→ AIM
Continue the passage on mold filling around the FPC, starting after its final sentence.

→ TEXT EXTRACT
━━━━━━━━━━━━━━━━━━━━

However, in the typical manufacturing method, the material easily flows on a lower die 520 side than an upper die 510 side with respect to the FPC 600, and for this reason, the flowability of the material is non-uniform between the lower die 520 side and the upper die 510 side. As a result, there is a problem that insufficient filling with the material is easily caused. That is, as indicated by arrows in FIG. 8A, the material easily flows to the lower die 520 side than to the upper die 510 side. For this reason, as indicated by arrows in FIG. 8B, the material flowing on the lower die 520 side passes by an inlet of the vent 513 and flows to the upper die 510 side so as to flow around the FPC 600, and therefore, the material flows are joined together in the vicinity of an upper surface of the FPC 600. For this reason, insufficient filling with the material is easily caused at such a joint portion (the vicinity of a portion indicated by X in FIG. 8B).

Note that the FPC 600 has a high flexibility, and therefore, is deformed if the pressure of the injected material is increased. For this reason, there is a limitation on measures taken to reduce insufficient filling with the material by an increase in the pressure of the injected material.

━━━━━━━━━━━━━━━━━━━━

→ Records excerpted from a collection
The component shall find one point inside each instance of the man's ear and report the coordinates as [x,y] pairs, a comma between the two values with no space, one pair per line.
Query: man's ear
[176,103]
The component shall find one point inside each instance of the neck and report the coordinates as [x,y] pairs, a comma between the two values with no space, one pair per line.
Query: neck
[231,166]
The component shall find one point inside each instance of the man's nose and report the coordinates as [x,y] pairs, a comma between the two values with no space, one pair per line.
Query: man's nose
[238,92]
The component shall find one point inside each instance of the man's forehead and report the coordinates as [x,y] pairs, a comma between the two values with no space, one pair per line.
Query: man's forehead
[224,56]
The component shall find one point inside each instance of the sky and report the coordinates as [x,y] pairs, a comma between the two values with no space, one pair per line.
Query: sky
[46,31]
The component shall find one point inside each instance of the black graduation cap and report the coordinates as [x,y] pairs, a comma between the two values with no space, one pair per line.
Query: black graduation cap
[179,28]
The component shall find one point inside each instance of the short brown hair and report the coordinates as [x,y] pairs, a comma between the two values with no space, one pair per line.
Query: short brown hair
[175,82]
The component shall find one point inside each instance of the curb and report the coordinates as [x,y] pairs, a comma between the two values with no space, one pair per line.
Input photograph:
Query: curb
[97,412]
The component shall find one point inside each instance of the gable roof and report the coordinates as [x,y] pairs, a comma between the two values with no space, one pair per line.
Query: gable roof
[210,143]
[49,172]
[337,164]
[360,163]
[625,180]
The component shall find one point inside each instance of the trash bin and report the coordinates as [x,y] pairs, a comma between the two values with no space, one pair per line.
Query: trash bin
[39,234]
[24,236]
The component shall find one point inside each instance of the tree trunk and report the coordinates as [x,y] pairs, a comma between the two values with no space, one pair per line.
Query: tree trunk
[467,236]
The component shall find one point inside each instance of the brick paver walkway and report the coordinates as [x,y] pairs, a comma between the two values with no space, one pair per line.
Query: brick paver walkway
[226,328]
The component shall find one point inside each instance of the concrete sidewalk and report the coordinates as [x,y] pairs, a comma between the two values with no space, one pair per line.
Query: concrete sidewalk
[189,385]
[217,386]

━━━━━━━━━━━━━━━━━━━━

→ TASK RESULT
SUMMARY

A gasket-equipped flexible printed wiring board according to an embodiment of the present disclosure is configured to include, a flexible printed wiring board with a through-hole; and a gasket. The gasket-equipped flexible printed wiring board is configured such that the gasket is provided integrally with the flexible printed wiring board so as to embed a partial region of the flexible printed wiring board in such a manner that the gasket is molded on the flexible printed wiring board, which is an insert component, by insert molding, the gasket has a gate mark on a first end side of the flexible printed wiring board in a width direction thereof, and the through-hole is, within the partial region of the flexible printed wiring board, formed at a position closer to a second end side, which faces the first end side in the width direction, than to the first end side.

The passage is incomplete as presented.